Goal: Copy out every row below word for word, without changing anything.

Material to process:
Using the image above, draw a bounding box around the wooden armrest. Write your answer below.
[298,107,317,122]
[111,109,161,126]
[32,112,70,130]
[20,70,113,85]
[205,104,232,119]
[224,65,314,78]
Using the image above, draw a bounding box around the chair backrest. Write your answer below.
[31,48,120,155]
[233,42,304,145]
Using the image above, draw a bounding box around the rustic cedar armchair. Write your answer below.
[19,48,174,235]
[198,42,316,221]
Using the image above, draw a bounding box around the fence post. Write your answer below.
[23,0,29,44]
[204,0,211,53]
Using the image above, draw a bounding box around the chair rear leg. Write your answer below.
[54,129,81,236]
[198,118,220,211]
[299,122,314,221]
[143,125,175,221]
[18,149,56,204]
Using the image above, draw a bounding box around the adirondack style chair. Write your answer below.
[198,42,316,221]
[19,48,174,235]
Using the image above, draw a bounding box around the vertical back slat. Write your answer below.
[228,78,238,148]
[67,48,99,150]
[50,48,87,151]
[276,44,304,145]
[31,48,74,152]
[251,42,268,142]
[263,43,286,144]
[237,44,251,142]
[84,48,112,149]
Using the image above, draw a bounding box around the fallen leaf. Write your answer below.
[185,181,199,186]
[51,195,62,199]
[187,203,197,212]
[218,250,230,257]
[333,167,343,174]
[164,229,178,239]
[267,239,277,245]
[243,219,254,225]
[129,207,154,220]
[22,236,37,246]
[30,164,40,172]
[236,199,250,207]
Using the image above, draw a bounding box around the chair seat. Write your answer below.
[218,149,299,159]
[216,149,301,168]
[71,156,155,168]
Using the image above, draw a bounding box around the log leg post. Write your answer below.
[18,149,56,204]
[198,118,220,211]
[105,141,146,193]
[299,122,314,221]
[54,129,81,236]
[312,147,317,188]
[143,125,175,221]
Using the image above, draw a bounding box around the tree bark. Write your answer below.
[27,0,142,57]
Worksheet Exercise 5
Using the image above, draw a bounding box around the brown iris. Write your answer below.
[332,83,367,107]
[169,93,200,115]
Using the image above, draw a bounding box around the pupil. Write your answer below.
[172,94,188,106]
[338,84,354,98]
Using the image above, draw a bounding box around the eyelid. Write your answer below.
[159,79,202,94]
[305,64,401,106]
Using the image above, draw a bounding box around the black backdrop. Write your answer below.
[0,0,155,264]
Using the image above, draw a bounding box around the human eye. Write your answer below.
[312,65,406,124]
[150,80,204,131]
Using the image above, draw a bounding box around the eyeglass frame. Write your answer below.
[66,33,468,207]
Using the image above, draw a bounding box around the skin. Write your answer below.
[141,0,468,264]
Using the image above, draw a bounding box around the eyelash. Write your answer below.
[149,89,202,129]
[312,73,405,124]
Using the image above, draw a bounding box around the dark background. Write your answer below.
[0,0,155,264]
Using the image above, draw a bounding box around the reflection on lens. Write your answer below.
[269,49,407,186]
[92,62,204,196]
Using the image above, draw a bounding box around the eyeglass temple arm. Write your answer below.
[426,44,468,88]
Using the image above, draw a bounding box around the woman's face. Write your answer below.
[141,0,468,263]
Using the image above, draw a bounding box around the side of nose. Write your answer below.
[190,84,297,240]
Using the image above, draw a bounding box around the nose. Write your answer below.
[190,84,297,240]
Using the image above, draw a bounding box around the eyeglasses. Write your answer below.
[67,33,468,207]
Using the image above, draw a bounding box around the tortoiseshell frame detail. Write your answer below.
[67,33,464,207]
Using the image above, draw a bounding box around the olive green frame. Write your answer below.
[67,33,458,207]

Answer to this exercise:
Using the image above, draw a bounding box around the wooden armrest. Write your answer below.
[298,107,317,122]
[111,109,161,126]
[32,112,70,130]
[20,70,113,85]
[205,104,232,119]
[224,65,314,78]
Using the image above, draw a bounding box around the chair backrest. Write your answer below.
[31,48,120,155]
[233,42,304,145]
Using the image above, draw a bounding box around the rustic cedar armchair. Write your answer below.
[19,48,174,235]
[198,42,316,221]
Using the image above, draw a bounding box around the fence post. Write your answer below.
[23,0,29,44]
[204,0,211,53]
Using the image above, draw a bounding box around the chair rear leg. Write your answer below.
[54,129,81,236]
[198,118,220,211]
[299,122,314,221]
[143,125,175,221]
[18,149,56,204]
Using the image above, draw a bounding box around the adirondack style chair. Write your answer below.
[198,42,316,221]
[19,48,174,235]
Using the image above, draw a bounding box around the vertical back slat. Write your answer below.
[228,78,238,148]
[67,48,99,150]
[50,48,87,151]
[276,44,304,145]
[31,48,74,152]
[251,42,268,142]
[263,43,286,144]
[237,44,251,142]
[84,48,112,149]
Using the image above, draw a bounding box around the fallen leaf. Write your answer below.
[185,181,199,186]
[51,195,62,199]
[187,203,197,212]
[218,250,230,257]
[333,167,343,174]
[164,229,178,239]
[267,239,277,245]
[243,219,254,225]
[129,207,154,220]
[22,236,37,246]
[30,164,40,172]
[236,199,250,207]
Using the image above, draw a bounding box around the chair seat. Write your answer below.
[218,149,299,159]
[216,149,301,168]
[71,156,155,168]
Using the image above, draw a bounding box around the log leg post. Write your answer below.
[18,149,56,204]
[198,118,220,211]
[105,141,146,193]
[299,122,314,221]
[54,129,81,236]
[312,147,317,188]
[143,125,175,221]
Using the image above, draw a bounding box around the tree bark. Write your answer below.
[27,0,142,57]
Worksheet Exercise 5
Using the image above, draw a bounding box around the brown iris. Write your answer below.
[332,83,367,107]
[169,93,200,115]
Using the image above, draw a bounding box around the pupil. Write your answer below.
[172,94,188,106]
[338,84,354,98]
Using the image above, draw a bounding box around the eyelid. Write your answer below.
[159,79,202,94]
[305,64,401,106]
Using the image above, draw a bounding box around the black backdrop. Write your answer below.
[0,0,155,264]
Using the image above, draw a bounding box around the human eye. Write your answer below.
[312,65,406,124]
[150,80,204,131]
Using the image above, draw a bounding box around the eyeglass frame. Write your answer below.
[66,33,468,207]
Using the image above, draw a bounding box around the skin. Write your answer below.
[141,0,468,264]
Using the image above, draw a bounding box around the eyelash. Write your answer below.
[149,89,202,129]
[312,73,405,124]
Using the image above, draw a bounding box around the dark background. Write your answer below.
[0,0,155,264]
Using the image above, draw a bounding box around the reflection on lens. Write your answer below.
[269,49,407,186]
[92,62,204,196]
Using the image above, draw a bounding box around the eyeglass temple arm. Write your answer below.
[426,44,468,88]
Using the image above, draw a bounding box around the woman's face. Write your answer below.
[141,0,468,263]
Using the image above, draw a bounding box around the side of nose. Write your answer below.
[190,84,297,240]
Using the image above, draw a bounding box around the nose. Write your answer below.
[190,84,297,240]
Using the image above, draw a bounding box around the eyeglasses. Write your answer below.
[67,33,468,207]
Using the image above, draw a bounding box around the tortoiseshell frame detail. Write your answer below.
[67,33,464,207]
Using the image above, draw a bounding box around the olive green frame. Write your answer below.
[67,33,458,207]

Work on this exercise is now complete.